--- SELECTED EXCERPT ---
* * *

On Jan. 24, Goop, actress Gwyneth Paltrow’s lifestyle company long criticized for peddling pseudoscience, launched its Netflix documentary series, The Goop Lab. The six-part series covers subjects such as “energy healing,” exorcisms and cold therapy. In the show, various Goop employees — a young and diverse crowd — try health fads like vampire facials, in which the client own blood is drawn and applied to the face, supposedly to promote cell renewal. Another thing they try is the Wim Hof method, which involves jumping into an icy lake after meditation and breathing exercises.
But after settling a $145,000 lawsuit in 2018 over unscientific claims of what its jade egg can do, like correct hormonal imbalances and regulate periods, Goop’s new show includes a disclaimer with every episode: “The following is designed to entertain and inform — not provide medical advice.” Goop employees are careful to say that when something works for them, it could very well not work for someone else.
Even though some of the content featured in The Goop Lab comes across as harmless, sometimes even educational, experts are cautious about the show’s approach to wellness, especially when it promotes “natural” practices — like exorcism-like energy healing — alongside scientifically-tested methods, like the use of psychedelics such as mushrooms in treating PTSD, anxiety and depression.
“Something The Goop Lab does is sprinkle in a bit of science by talking about some interesting, real research going on,” said Tim Caulfield, the research director of the University of Alberta’s Health Law Institute and author of Is Gwyneth Paltrow Wrong About Everything?: When Celebrity Culture and Science Clash. “That makes everything that follows seem more legitimate. I call that science-ploitation, using real science to sell pseudoscience.”
Caulfield said that research shows when companies use scientific-sounding language to sell their products, it makes their products seem more legitimate to consumers. He pointed to the cosmetics industry, where brands throw around scientific phrases like “stem cells” and “cannabinoids.”

* * *

--- DATA EXTRACT ---
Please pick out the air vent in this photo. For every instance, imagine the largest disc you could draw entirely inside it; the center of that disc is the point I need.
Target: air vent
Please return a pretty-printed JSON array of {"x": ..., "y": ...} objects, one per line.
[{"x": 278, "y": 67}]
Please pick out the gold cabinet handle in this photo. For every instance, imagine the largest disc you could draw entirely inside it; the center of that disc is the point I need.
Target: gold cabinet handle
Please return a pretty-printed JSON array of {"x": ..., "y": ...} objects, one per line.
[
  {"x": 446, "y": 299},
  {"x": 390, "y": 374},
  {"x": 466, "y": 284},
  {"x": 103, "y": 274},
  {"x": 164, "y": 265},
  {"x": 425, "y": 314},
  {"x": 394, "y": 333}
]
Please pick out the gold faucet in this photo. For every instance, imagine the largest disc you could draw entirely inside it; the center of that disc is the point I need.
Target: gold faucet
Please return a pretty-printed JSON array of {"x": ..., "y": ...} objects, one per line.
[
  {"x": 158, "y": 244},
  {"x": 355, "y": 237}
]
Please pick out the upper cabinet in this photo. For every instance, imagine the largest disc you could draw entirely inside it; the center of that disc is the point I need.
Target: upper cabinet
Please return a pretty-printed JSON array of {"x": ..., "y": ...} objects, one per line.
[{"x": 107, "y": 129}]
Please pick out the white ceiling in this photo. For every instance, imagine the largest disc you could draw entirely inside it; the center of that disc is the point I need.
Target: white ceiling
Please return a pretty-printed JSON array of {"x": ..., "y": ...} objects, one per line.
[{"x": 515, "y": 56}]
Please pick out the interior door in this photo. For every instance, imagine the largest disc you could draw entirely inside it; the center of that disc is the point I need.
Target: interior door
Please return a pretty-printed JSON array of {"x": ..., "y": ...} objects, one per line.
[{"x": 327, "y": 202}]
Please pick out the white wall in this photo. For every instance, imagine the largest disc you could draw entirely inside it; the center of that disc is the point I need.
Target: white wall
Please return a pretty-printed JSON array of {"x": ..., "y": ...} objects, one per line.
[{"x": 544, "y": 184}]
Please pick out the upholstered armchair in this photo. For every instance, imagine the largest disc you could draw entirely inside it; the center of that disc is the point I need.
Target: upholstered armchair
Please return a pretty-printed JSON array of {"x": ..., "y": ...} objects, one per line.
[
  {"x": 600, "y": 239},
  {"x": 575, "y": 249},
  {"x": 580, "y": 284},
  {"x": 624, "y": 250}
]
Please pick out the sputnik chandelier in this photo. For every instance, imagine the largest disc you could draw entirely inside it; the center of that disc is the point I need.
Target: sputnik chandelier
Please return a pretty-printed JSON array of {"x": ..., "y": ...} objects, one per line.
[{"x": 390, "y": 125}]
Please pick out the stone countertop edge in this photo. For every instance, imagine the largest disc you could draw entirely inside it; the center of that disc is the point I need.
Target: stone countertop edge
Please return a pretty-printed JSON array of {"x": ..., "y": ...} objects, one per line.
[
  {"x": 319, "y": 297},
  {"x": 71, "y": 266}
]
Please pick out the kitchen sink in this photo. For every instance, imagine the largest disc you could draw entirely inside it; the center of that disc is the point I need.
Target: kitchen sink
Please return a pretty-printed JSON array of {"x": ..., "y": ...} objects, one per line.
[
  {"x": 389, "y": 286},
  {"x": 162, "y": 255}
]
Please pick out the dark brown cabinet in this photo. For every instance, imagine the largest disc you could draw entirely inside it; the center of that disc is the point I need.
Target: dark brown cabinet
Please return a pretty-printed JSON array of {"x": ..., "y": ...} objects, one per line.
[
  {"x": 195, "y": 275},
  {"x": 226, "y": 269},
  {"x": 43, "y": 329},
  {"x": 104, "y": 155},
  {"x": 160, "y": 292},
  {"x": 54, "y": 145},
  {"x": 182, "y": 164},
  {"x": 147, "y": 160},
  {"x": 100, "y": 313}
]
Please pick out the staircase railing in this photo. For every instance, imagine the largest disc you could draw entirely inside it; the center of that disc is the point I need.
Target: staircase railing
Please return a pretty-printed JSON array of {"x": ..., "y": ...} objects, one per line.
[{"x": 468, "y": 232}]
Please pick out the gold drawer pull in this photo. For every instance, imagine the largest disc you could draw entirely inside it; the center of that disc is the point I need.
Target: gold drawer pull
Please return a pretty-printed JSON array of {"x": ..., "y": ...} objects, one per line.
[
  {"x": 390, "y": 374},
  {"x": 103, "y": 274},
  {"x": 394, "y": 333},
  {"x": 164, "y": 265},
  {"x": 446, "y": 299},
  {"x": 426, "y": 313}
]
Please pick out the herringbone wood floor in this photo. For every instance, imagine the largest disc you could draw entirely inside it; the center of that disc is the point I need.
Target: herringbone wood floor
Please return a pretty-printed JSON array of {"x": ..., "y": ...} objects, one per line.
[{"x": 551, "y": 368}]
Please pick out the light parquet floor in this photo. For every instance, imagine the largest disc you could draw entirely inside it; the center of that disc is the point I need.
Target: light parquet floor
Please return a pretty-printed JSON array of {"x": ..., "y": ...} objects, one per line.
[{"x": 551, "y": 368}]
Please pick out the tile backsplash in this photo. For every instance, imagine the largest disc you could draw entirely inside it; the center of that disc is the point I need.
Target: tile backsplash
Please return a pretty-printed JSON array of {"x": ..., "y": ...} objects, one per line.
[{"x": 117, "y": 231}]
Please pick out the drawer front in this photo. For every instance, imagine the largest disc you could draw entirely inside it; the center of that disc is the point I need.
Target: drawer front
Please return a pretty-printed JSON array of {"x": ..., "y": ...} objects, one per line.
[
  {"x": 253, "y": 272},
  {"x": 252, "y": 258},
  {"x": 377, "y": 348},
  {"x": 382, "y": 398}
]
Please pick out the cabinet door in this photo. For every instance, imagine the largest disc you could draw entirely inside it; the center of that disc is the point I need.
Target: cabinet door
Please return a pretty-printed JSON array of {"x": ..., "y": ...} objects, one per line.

* * *

Reproduce the passage of the article about The Goop Lab starting with "Even though some" and going on through "anxiety and depression.". These rows have no connection to the article about The Goop Lab.

Even though some of the content featured in The Goop Lab comes across as harmless, sometimes even educational, experts are cautious about the show’s approach to wellness, especially when it promotes “natural” practices — like exorcism-like energy healing — alongside scientifically-tested methods, like the use of psychedelics such as mushrooms in treating PTSD, anxiety and depression.